## To do:
Using the passage on heroic masculinity, answer each of these in a few words:
1. Which two female heroes of Old English poetry does it name?
2. In The Dream of the Rood, what seems to ensure Christ's masculinity?
3. What does the writer promise to do at the end?

On heroic masculinity: is heroism a gendered quality in itself? Can medieval women truly be heroes? If heroism is somehow _per se_ masculine, are those particular men who are singled out as heroes somehow more masculine than other men? Is Beowulf "more of a man" than Hrothgar? or Unferth? Does becoming a man in some way equal becoming a hero?
What about Arthur? Does his position as the center of the Round Table, as the king who does not necessarily go out on quests and thus does not constantly reassert his heroism, call his masculinity into question? Is this why he becomes a cuckold so easily?
Is heroic _discourse_ masculine in gender; i.e., do the heroes of, for example, OE poetry who are female become "honorary males"? Is Judith gendered masculine or feminine? What about Elene?
How does Christ figure in here? What sort of masculinity does he represent, if he is to be considered masculine at all? In _The Dream of the Rood_ his masculinity seems to be ensured by his heroism. Or is he primarily feminine, as Julian sees him? Or does he transcend gender categories? Yet he's still "he."
Like I said, I'm not sure I have the answers to any of these questions, at least not yet. These are simply some of the questions I'd like to see discussed, since these are the questions raised in my mind by the topic. I promise to post again if I can think of some answers!

## Stored data:
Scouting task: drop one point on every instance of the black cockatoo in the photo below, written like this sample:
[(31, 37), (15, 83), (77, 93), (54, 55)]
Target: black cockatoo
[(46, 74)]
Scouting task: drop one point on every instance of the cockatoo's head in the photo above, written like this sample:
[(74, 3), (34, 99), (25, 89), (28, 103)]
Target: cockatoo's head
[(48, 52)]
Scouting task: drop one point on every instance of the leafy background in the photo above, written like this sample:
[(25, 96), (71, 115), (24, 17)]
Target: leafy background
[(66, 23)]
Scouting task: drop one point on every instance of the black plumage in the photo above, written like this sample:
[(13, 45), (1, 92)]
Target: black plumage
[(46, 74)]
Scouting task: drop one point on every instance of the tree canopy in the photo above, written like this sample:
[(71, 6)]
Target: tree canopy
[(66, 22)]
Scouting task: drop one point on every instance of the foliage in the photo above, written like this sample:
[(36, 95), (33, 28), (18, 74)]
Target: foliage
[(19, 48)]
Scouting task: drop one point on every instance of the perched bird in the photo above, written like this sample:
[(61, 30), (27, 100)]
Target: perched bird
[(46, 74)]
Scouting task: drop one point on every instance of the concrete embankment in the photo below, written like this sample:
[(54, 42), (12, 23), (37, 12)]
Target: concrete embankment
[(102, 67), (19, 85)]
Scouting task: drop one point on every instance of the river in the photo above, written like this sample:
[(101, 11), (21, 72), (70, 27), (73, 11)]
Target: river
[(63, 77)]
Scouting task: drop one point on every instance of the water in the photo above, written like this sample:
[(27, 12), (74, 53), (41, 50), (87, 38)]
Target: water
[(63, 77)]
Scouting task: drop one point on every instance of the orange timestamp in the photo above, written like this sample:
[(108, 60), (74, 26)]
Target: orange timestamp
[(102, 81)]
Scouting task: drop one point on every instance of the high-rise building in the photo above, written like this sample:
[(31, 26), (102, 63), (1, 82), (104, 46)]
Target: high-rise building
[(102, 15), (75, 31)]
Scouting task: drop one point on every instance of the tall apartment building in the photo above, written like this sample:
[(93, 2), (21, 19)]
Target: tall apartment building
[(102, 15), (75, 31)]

## Solution for this problem:
1. Judith and Elene.
2. His heroism.
3. Post again if they can think of some answers.